## Records:
──────────────────────────────
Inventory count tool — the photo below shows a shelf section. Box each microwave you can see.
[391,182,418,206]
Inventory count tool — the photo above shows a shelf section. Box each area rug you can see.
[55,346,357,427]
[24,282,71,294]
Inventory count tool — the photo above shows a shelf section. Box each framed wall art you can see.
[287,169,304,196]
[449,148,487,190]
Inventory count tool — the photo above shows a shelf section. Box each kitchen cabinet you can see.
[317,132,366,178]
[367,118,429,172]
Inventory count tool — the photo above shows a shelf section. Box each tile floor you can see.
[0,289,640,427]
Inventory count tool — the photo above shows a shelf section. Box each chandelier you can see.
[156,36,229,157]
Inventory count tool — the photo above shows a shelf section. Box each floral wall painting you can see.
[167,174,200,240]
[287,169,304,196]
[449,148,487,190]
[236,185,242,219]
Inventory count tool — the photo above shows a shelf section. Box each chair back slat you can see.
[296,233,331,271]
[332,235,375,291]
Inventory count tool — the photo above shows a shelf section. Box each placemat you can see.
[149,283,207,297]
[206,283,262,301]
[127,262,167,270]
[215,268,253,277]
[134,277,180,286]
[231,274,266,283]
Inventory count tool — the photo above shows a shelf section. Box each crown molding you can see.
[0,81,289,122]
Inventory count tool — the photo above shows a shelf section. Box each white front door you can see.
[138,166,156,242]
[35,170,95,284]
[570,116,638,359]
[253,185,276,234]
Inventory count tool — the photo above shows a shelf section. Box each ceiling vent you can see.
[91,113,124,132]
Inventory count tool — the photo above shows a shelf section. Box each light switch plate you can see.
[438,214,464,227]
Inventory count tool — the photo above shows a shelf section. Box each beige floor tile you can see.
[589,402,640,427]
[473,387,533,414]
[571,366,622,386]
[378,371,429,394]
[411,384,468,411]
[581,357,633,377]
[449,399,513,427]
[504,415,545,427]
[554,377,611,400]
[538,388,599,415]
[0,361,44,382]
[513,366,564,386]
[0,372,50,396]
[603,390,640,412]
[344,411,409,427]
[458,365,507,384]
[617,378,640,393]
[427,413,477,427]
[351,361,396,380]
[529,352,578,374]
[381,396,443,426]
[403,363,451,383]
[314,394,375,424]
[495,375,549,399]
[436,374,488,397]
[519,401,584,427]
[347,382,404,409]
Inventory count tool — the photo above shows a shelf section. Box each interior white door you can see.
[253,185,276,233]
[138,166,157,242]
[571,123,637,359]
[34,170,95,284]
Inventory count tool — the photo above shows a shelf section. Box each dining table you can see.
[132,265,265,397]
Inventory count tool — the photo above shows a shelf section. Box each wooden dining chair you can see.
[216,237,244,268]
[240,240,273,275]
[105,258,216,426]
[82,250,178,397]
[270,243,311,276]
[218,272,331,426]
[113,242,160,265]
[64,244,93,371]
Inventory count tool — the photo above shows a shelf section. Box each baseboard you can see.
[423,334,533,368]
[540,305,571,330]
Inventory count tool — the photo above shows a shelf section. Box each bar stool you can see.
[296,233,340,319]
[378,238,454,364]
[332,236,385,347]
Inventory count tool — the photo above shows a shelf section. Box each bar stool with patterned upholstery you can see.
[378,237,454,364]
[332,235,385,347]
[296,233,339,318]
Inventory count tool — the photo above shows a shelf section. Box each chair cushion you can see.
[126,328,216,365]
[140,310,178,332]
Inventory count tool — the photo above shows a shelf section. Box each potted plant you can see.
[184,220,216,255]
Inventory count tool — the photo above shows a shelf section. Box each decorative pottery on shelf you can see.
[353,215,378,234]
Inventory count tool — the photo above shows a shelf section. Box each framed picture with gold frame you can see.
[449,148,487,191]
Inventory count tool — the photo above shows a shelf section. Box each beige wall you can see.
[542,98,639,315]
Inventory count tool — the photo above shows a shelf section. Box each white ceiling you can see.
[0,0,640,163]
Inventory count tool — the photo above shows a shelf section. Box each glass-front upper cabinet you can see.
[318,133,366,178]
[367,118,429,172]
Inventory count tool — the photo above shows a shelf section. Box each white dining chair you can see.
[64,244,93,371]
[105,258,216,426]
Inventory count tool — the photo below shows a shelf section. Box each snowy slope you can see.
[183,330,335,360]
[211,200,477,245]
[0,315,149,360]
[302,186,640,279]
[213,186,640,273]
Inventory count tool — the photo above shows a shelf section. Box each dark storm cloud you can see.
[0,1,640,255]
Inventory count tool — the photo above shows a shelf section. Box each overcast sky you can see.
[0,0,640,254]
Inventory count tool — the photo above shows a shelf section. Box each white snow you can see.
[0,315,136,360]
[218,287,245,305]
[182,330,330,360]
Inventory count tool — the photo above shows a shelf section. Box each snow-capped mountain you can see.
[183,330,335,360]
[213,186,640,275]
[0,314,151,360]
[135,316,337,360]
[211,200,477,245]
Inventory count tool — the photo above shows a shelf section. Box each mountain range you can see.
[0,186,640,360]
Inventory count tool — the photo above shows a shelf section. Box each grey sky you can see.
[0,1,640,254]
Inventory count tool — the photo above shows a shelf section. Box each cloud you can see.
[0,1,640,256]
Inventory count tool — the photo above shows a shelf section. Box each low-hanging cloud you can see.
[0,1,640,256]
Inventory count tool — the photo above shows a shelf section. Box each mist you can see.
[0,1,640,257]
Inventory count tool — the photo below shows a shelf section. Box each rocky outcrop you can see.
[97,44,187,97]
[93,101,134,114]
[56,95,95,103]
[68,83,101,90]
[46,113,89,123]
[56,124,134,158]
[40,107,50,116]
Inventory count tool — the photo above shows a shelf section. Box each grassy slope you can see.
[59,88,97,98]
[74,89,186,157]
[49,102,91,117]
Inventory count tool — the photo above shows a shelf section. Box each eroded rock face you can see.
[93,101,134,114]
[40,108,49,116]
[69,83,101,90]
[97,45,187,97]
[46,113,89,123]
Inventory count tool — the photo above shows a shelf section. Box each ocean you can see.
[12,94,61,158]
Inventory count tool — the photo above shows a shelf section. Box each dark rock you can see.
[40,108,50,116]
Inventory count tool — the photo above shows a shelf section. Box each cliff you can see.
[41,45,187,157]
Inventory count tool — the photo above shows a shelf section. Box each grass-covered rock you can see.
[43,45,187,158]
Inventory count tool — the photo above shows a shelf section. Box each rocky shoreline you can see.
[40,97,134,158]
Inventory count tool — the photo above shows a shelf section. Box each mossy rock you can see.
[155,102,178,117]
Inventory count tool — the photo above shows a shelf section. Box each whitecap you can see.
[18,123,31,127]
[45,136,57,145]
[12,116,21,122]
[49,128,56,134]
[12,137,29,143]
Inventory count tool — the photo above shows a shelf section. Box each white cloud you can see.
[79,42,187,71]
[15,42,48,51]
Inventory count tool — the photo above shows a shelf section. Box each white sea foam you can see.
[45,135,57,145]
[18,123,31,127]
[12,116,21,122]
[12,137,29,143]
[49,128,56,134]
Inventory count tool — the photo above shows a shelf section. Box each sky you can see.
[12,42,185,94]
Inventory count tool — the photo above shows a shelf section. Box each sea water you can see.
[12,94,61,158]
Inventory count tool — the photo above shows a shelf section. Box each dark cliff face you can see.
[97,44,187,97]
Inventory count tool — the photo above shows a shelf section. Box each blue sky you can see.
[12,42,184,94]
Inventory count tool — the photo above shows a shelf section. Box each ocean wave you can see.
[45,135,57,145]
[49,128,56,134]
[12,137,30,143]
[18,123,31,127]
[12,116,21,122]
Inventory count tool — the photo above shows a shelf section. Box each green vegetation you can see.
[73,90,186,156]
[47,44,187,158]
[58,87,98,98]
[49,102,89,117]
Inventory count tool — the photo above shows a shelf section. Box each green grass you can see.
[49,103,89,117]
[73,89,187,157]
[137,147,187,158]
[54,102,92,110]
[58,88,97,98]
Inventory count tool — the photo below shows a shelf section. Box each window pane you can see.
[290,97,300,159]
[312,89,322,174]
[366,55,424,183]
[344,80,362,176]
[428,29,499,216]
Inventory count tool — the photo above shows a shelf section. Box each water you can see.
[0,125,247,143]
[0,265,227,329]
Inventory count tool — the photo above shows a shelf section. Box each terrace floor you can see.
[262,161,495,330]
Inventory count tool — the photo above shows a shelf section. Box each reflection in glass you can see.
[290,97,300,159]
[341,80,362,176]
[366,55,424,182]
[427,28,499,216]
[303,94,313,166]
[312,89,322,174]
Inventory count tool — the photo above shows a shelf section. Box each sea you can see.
──────────────────────────────
## Exercise brief:
Copy the rows above word for word, starting at the line that contains "mist you can see." and ending at the line that contains "[41,45,187,157]". Include both of those lines.

## Problem solution:
Inventory count tool — the photo above shows a shelf section. Box each mist you can see.
[0,1,640,257]
Inventory count tool — the photo below shows a shelf section. Box each rocky outcrop you can see.
[97,44,187,97]
[93,101,134,114]
[56,95,95,103]
[68,83,101,90]
[46,113,89,123]
[56,124,134,158]
[40,107,50,116]
Inventory count tool — the photo above shows a shelf section. Box each grassy slope you can see.
[59,88,97,98]
[74,89,186,157]
[49,102,91,117]
Inventory count tool — the photo above shows a shelf section. Box each eroded rock face you can see.
[93,101,134,114]
[40,108,49,116]
[69,83,101,90]
[97,45,187,97]
[46,113,89,123]
Inventory count tool — the photo above shows a shelf section. Box each ocean you can see.
[12,94,61,158]
Inventory count tool — the photo above shows a shelf section. Box each dark rock you can see.
[40,108,50,116]
Inventory count tool — the photo above shows a shelf section. Box each cliff you can see.
[41,45,187,157]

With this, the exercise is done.